YOUR OBJECTIVE: The answer must be the complete listing, reproduced exactly.

AVAILABLE RECORDS Block Start

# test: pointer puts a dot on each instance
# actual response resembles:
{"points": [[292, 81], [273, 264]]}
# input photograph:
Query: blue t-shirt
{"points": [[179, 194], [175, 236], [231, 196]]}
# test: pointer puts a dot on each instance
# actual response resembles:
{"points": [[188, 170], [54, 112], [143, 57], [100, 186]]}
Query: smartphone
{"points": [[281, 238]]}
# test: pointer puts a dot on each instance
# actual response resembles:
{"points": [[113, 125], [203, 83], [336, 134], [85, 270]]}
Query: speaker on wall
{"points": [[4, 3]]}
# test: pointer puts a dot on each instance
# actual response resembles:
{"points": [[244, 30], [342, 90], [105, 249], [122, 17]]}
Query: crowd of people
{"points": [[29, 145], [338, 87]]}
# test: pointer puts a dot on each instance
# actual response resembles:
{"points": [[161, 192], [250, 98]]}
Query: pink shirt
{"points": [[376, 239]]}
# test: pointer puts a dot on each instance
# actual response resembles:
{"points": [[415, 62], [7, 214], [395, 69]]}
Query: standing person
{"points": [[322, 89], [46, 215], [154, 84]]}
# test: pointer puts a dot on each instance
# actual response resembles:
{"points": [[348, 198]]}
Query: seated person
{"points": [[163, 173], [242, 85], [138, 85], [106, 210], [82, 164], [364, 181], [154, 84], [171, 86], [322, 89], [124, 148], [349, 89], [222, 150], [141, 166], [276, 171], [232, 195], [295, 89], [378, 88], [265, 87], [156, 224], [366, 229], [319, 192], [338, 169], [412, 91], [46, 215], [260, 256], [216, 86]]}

AVAILABLE RECORDS Block End

TASK SOLUTION:
# test: pointer puts a dot on each instance
# actual response resembles:
{"points": [[292, 81], [273, 264]]}
# input photograph:
Query: blue t-shirt
{"points": [[179, 194], [175, 236], [231, 196]]}
# test: pointer puts a dot on each instance
# actual response resembles:
{"points": [[188, 170], [54, 112], [143, 57], [100, 186]]}
Query: smartphone
{"points": [[281, 238]]}
# test: pointer puts a dot on each instance
# actual response resembles:
{"points": [[113, 125], [203, 83], [336, 134], [85, 270]]}
Query: speaker on wall
{"points": [[4, 3]]}
# test: pointer puts a dot on each instance
# actual response resembles:
{"points": [[244, 30], [342, 90], [105, 249], [122, 17]]}
Query: crowd of people
{"points": [[29, 145], [338, 87]]}
# test: pointer puts a dot on each instance
# actual response resembles:
{"points": [[161, 192], [250, 98]]}
Query: pink shirt
{"points": [[376, 239]]}
# test: pointer puts a dot on each instance
# actual response resembles:
{"points": [[415, 62], [7, 214], [395, 69]]}
Query: standing person
{"points": [[322, 89], [46, 215], [154, 84]]}
# test: pointer puts a dot on each instance
# actual response resembles:
{"points": [[348, 198]]}
Query: seated person
{"points": [[163, 173], [242, 85], [138, 85], [106, 210], [82, 164], [364, 181], [154, 84], [171, 86], [322, 89], [124, 148], [349, 89], [222, 150], [141, 166], [276, 171], [232, 195], [295, 89], [378, 88], [265, 87], [156, 224], [366, 229], [319, 192], [338, 169], [412, 91], [46, 215], [260, 256], [216, 86]]}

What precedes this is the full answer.